-- START OF Record set --

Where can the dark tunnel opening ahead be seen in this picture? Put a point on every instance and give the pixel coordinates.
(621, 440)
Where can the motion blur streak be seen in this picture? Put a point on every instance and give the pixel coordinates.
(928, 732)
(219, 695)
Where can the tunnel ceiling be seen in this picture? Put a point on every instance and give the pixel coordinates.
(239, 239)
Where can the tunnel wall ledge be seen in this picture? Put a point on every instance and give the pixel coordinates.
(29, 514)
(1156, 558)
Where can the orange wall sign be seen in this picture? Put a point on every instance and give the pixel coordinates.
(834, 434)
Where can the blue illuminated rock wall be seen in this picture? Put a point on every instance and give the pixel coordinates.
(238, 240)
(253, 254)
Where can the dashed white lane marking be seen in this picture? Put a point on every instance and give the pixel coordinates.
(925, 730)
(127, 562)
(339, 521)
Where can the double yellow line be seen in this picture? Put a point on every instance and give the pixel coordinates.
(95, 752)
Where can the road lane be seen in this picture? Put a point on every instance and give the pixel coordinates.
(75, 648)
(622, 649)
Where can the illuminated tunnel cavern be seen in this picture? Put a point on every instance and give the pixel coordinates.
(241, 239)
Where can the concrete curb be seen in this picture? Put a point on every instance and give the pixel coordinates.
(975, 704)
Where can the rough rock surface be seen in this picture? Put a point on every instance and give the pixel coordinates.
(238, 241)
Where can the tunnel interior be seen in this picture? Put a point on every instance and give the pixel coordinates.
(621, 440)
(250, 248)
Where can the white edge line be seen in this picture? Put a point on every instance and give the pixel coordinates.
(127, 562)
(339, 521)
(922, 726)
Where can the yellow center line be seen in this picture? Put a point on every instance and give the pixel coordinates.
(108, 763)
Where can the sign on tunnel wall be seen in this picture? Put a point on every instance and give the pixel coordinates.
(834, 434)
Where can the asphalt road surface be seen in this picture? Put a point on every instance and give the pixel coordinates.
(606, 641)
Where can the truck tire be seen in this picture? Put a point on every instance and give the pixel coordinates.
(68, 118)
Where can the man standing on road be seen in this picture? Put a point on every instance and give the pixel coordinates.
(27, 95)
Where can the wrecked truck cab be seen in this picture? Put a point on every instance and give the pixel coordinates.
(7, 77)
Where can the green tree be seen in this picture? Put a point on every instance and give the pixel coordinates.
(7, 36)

-- END OF Record set --

What to do: All of the records must be repeated exactly.

Task answer:
Where can the dark tunnel opening ahead be seen in this picture? Put a point on every instance and give the pixel coordinates.
(621, 440)
Where can the motion blur streak be seen in this picture? Put a point on every instance and give the pixel coordinates.
(928, 732)
(219, 695)
Where can the tunnel ceiling be seen in this picture? Put a point on every instance and give the pixel coordinates.
(239, 239)
Where can the tunnel wall ledge be seen in this picture? Put a point on every instance and give the pixel coordinates.
(29, 514)
(1156, 558)
Where can the orange wall sign be seen in this picture? Put a point on every instance and give the pixel coordinates.
(834, 434)
Where can the blue illuminated rock wall be seen in this picture? Put a point on every instance and give the pixel coordinates.
(238, 240)
(253, 254)
Where can the dashed white lane marking be seen in this picture? Put a point on every instance and give the pixel coordinates.
(925, 730)
(127, 562)
(339, 521)
Where can the double yellow line be seen in this picture? Put a point on every instance and give the pixel coordinates.
(95, 752)
Where can the road lane be seen in this picture? Put a point on every instance and give the pixel coordinates.
(75, 648)
(622, 649)
Where can the illuminated tunnel cavern be seen in this picture? Put a point on every instance and give the pixel coordinates.
(241, 239)
Where can the concrete curb be seen in this picture? Put a point on every instance and give the pixel coordinates.
(975, 704)
Where can the rough rock surface be seen in this picture? Put a point on every instance and give the pixel coordinates.
(238, 241)
Where can the tunnel interior be seen in this picture? Put a point on every instance and give the pixel coordinates.
(621, 440)
(250, 248)
Where can the white edge line be seen in this picture? Put a point on every instance and give the pixel coordinates.
(127, 562)
(339, 521)
(922, 726)
Where can the yellow center line be seen in this picture? Put a point on every instance and give the pixel coordinates.
(108, 763)
Where can the sign on tunnel wall be seen in this picture? Put a point on every instance and give the pixel coordinates.
(834, 434)
Where can the asphalt road surface be seen in this picture? Put a point on every instance and give the pixel coordinates.
(606, 641)
Where can the truck tire be seen in this picture? Put a point on every instance and give the pixel coordinates.
(68, 118)
Where can the man standing on road be seen in this picture? Put a point on every instance and give the pixel coordinates.
(27, 95)
Where can the wrecked truck cab be seen in this picture? Put a point on every instance and give the pixel coordinates.
(7, 77)
Where can the green tree be seen in this picture? Put a point on every instance and give the pixel coordinates.
(7, 36)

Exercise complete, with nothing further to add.